• _Work required_
Copy everything from the line containing "of the white" down to the end of the listing, substituting "example" for "sample" and leaving everything else unchanged.

• _Records shown_
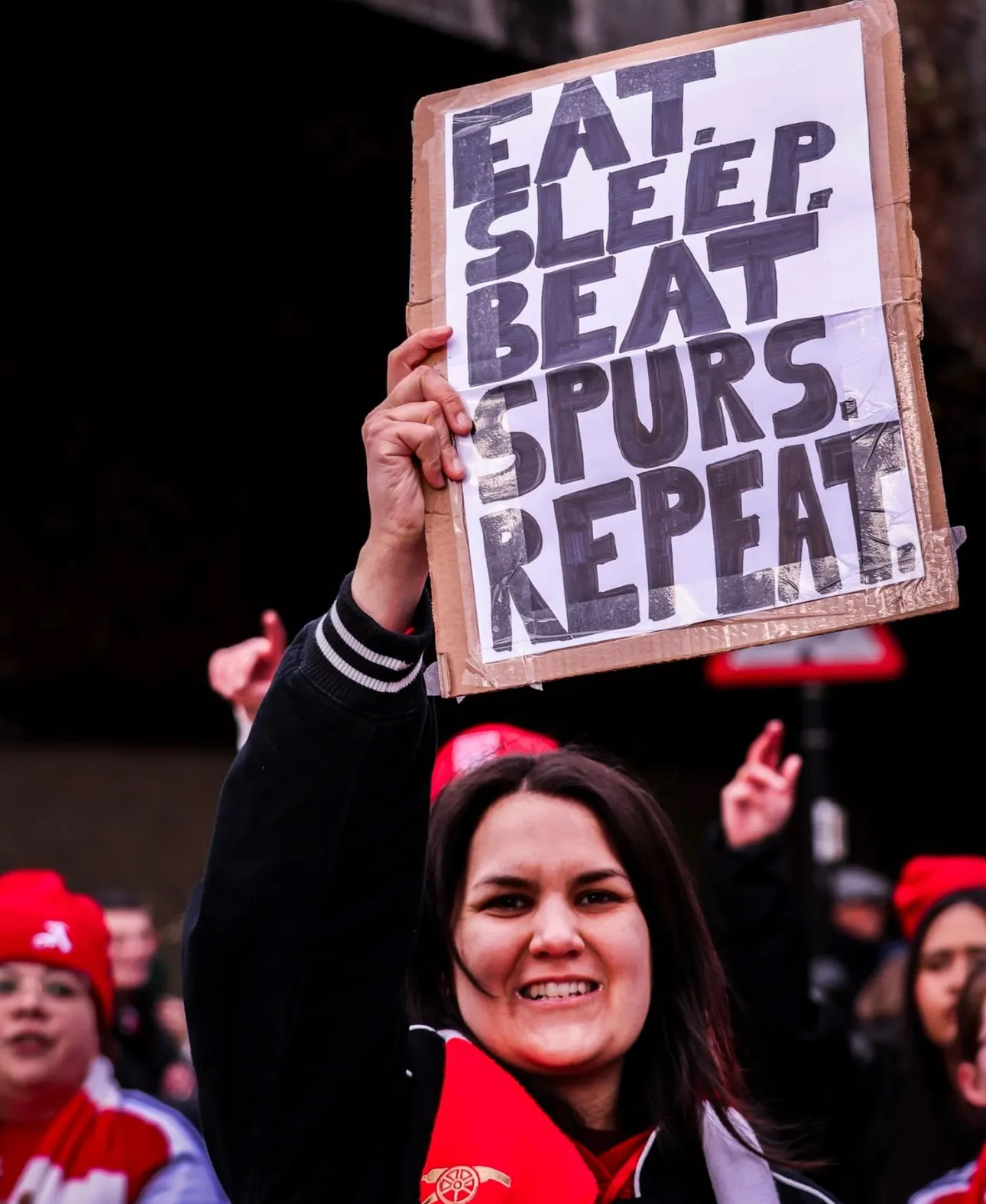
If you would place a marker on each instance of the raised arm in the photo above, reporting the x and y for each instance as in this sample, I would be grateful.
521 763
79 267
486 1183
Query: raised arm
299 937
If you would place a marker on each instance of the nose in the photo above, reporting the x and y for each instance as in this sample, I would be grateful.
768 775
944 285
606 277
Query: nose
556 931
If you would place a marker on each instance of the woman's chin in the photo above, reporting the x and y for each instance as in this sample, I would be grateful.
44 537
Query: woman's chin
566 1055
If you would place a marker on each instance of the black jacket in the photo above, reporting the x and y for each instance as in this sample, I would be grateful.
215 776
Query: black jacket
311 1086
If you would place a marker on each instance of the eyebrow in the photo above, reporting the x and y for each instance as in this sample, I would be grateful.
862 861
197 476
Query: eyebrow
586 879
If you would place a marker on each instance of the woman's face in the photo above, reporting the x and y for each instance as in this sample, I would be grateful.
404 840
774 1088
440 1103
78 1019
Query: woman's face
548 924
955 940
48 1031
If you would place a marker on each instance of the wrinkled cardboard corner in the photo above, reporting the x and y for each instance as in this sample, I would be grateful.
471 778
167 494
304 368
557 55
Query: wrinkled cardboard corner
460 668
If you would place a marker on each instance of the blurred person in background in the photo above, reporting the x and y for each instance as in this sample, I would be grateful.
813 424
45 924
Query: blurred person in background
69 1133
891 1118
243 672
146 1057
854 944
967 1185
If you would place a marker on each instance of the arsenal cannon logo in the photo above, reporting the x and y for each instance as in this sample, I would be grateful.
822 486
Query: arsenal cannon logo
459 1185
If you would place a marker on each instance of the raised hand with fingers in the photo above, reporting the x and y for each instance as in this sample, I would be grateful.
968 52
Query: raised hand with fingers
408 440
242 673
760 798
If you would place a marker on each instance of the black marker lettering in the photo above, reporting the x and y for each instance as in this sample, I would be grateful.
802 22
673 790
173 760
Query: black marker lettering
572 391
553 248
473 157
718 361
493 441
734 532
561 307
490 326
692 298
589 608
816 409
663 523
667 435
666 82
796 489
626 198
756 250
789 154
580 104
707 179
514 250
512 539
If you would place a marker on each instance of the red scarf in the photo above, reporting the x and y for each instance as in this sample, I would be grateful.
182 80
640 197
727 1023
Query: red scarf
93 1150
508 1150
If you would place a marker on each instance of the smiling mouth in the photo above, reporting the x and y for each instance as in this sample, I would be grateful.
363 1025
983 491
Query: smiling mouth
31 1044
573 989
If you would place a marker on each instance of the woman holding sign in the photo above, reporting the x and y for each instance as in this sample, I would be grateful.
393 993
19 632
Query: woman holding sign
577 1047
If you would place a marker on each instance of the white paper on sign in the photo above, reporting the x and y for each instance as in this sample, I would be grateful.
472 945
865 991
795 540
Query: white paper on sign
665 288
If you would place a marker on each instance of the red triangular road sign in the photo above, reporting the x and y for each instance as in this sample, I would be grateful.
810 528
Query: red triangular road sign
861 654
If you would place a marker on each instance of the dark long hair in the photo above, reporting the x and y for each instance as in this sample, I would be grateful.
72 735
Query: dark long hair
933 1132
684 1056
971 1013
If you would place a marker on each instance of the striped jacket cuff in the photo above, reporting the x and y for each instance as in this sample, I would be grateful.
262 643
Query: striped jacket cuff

• _Problem solution_
If you would place a marker on each instance of the white paper on sign in the photo above, reporting the x and y for each instance as in this example, I would be grateful.
472 945
865 991
795 540
Query: white paper on sign
665 288
If you would place a marker on each instance of the red triangular road sign in the photo above, reporting the x and y for each instance as in this example, I would be grateful.
810 528
Query: red triangular road sign
861 654
If you would place a marker on each instance of the dark long hair in the photo above, reporting the x and y for each instance as in this example, I would be grateful.
72 735
Query: dark long hair
933 1132
684 1056
971 1013
If you would place a marker on each instance of the striped jacket cuff in the photo above, reporting the x and y for each instance as in this example, I would be grateful.
262 643
Query: striped jacket cuff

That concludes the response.